▸ EXERCISE AIM
Where a line below contains "pixels", count it. Reply with the total only.

▸ THE RECORDS
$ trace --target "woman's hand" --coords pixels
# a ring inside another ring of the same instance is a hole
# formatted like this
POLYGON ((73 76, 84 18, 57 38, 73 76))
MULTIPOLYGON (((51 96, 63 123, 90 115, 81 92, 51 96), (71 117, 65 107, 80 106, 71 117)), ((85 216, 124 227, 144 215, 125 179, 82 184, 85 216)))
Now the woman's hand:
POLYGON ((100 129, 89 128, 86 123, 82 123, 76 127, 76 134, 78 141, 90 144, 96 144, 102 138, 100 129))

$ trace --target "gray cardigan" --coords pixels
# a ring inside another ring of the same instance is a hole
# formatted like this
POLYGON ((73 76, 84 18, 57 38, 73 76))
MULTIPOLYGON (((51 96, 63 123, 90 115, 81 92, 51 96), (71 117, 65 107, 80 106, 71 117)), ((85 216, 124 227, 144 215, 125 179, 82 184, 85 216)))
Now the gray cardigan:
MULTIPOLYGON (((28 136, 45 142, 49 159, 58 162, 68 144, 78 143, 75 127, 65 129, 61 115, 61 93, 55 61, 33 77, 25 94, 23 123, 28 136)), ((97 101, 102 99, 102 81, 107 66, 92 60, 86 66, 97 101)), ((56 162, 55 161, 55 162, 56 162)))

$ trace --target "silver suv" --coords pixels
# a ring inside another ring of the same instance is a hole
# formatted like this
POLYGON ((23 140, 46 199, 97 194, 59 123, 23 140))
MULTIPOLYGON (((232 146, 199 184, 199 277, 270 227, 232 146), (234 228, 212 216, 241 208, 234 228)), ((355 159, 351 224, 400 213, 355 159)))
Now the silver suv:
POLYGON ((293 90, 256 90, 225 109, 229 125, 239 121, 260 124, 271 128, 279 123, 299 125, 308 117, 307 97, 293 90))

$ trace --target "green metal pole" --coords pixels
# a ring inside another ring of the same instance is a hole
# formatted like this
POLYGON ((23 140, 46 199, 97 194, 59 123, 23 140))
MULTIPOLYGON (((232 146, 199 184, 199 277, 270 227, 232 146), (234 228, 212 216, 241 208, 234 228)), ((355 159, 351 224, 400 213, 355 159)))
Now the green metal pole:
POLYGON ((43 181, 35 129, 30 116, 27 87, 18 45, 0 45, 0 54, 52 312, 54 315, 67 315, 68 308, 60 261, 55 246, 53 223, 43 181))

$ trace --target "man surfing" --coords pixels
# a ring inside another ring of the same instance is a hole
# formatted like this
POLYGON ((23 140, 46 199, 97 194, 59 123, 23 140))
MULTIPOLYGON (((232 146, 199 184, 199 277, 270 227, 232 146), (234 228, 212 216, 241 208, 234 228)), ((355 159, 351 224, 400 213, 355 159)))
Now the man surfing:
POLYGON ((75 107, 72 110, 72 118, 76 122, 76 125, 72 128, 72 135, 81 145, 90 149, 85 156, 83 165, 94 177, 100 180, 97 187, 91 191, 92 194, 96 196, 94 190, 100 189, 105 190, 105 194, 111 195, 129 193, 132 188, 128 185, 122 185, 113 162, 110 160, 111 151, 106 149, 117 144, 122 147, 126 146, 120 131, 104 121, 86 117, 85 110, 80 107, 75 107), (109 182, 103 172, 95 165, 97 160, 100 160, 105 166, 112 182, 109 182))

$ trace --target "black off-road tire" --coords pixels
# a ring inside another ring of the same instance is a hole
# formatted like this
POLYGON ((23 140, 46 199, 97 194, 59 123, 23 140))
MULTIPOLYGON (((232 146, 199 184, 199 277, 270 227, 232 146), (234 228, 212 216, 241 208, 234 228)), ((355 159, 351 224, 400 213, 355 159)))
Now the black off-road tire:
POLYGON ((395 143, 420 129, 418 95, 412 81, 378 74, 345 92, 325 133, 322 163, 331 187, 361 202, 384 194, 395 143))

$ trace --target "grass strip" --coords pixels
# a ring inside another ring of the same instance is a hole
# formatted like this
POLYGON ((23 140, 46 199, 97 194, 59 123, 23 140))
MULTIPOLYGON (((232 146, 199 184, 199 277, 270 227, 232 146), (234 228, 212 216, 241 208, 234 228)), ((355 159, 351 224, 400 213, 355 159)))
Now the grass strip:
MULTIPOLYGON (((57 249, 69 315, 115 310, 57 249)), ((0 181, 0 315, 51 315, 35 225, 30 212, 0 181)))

▸ ANSWER TO THIS EXERCISE
7